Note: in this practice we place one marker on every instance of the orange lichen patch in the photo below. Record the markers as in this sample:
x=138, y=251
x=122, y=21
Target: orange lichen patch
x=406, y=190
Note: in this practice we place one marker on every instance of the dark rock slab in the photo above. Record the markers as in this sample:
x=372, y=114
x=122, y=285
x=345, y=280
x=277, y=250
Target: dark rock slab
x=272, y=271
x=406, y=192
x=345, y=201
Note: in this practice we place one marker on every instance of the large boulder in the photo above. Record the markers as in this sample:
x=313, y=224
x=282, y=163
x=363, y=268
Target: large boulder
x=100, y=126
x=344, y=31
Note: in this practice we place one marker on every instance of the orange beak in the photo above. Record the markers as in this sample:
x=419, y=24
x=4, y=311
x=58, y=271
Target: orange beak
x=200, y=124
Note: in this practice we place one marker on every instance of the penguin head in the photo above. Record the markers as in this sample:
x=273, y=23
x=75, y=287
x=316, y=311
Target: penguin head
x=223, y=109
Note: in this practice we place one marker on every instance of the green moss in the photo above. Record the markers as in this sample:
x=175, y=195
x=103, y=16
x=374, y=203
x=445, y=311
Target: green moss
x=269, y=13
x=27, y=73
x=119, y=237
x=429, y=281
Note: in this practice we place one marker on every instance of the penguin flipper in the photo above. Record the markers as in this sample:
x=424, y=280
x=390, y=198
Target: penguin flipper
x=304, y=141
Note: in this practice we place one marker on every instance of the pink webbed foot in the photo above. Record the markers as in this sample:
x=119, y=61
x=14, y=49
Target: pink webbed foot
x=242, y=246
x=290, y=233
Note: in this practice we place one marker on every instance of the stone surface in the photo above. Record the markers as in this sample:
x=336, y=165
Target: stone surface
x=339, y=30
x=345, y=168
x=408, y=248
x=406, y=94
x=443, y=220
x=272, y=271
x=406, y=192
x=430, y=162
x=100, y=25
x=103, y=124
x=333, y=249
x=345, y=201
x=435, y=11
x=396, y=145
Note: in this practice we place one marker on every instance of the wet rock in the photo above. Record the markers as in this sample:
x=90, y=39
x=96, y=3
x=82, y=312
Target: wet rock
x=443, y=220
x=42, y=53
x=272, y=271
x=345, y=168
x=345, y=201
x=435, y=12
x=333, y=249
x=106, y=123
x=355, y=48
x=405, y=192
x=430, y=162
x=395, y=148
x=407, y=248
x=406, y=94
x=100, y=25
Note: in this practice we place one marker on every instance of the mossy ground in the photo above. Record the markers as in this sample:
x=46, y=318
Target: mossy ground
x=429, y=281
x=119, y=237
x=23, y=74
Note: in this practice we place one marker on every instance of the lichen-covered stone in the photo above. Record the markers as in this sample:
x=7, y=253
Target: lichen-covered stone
═══
• [Task statement] What you give back should be exactly the lines of the data above from the line with "Target: orange lichen patch" through the line with "x=277, y=250", both of those included, and nothing more.

• [Task answer]
Target: orange lichen patch
x=406, y=190
Note: in this practice we place one marker on every instance of the dark rock slab in the photo above. Record the markers as in this sample:
x=372, y=114
x=122, y=285
x=345, y=280
x=277, y=250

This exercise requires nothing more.